:: Testo proposto
Da venerdì scorso padre Samir Khalil Samir fa parte di una lista che comprende Augusto Del Noce, Cornelio Fabro, Joseph Ratzinger, Giacomo Biffi, Luigi Giussani, Eugenio Corti, Ugo Amaldi e altre personalità eminenti del XX e del XXI secolo. Anche a lui, come in passato a loro, è stato assegnato il Premio internazionale Medaglia d’oro al merito della Cultura cattolica di Bassano del Grappa, ed è il primo cattolico di lingua araba al quale viene assegnato. Con pieno merito, dopo una vita trascorsa a insegnare, scrivere libri, aprire scuole per analfabeti, alimentare la conoscenza e il dialogo fra cristiani e musulmani, senza nessun cedimento al buonismo ma anche senza nessuna preclusione settaria. Egiziano di nascita e libanese di adozione (si è trasferito a Beirut quando aveva 31 anni), gesuita dal 1955, più che padre andrebbe chiamato professore, tante sono le università del mondo nelle quali ha insegnato o ancora insegna. In 60 libri e 1.500 articoli ha espresso il suo pensiero e i risultati delle sue ricerche su argomenti politici ed accademici, religiosi e culturali. In Italia hanno avuto discreta fortuna le Cento domande sull’islam (tradotto in sei lingue) a cui rispose in un libro a cura di Giorgio Paolucci e Camille Eid. Lo abbiamo intervistato alla vigilia della consegna del premio promosso dalla Scuola di cultura cattolica di Bassano.
::::
:: Materiale fornito
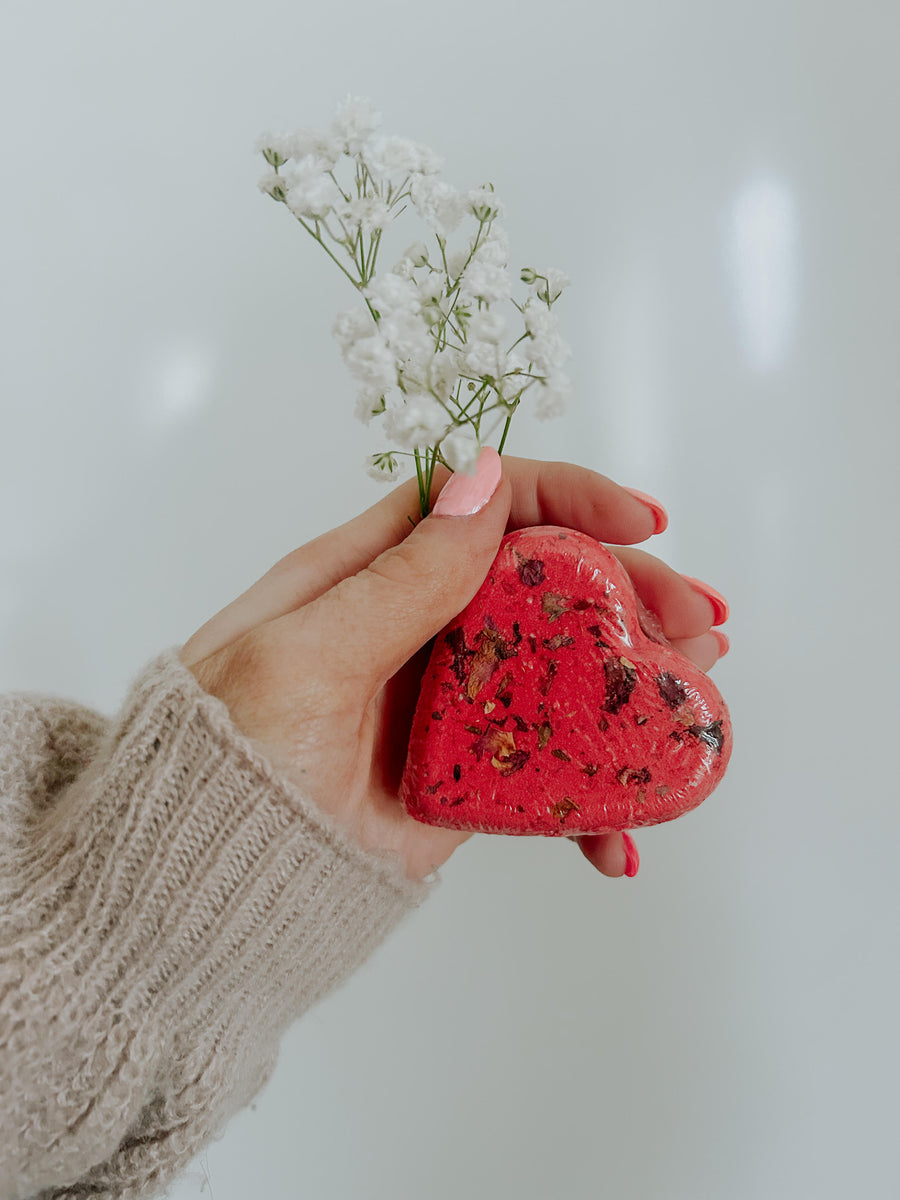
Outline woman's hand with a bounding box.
[180,451,727,880]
::::
▶ [Su cosa lavorare]
• 1. Riassumi il testo proposto in due frasi.
• 2. Secondo il testo proposto, a quale età padre Samir si è trasferito a Beirut?
• 3. Per favore, indica se ciascuna affermazione concorda con il testo proposto, rispondendo sì o no e citando le parole decisive del testo: (a) padre Samir è gesuita dal 1955; (b) le Cento domande sull'islam sono state tradotte in dieci lingue; (c) padre Samir è il primo cattolico di lingua araba a ricevere il premio.

▶ [Risposte complete]
• 1. Padre Samir Khalil Samir, gesuita egiziano di nascita e libanese di adozione, ha ricevuto il Premio internazionale Medaglia d'oro al merito della Cultura cattolica di Bassano del Grappa, primo cattolico di lingua araba a ottenerlo. Il premio riconosce una vita passata a insegnare in molte università, a scrivere 60 libri e 1.500 articoli e a promuovere il dialogo fra cristiani e musulmani.

• 2. A 31 anni.

• 3.
(a) Sì: "gesuita dal 1955".
(b) No: "tradotto in sei lingue".
(c) Sì: "è il primo cattolico di lingua araba al quale viene assegnato".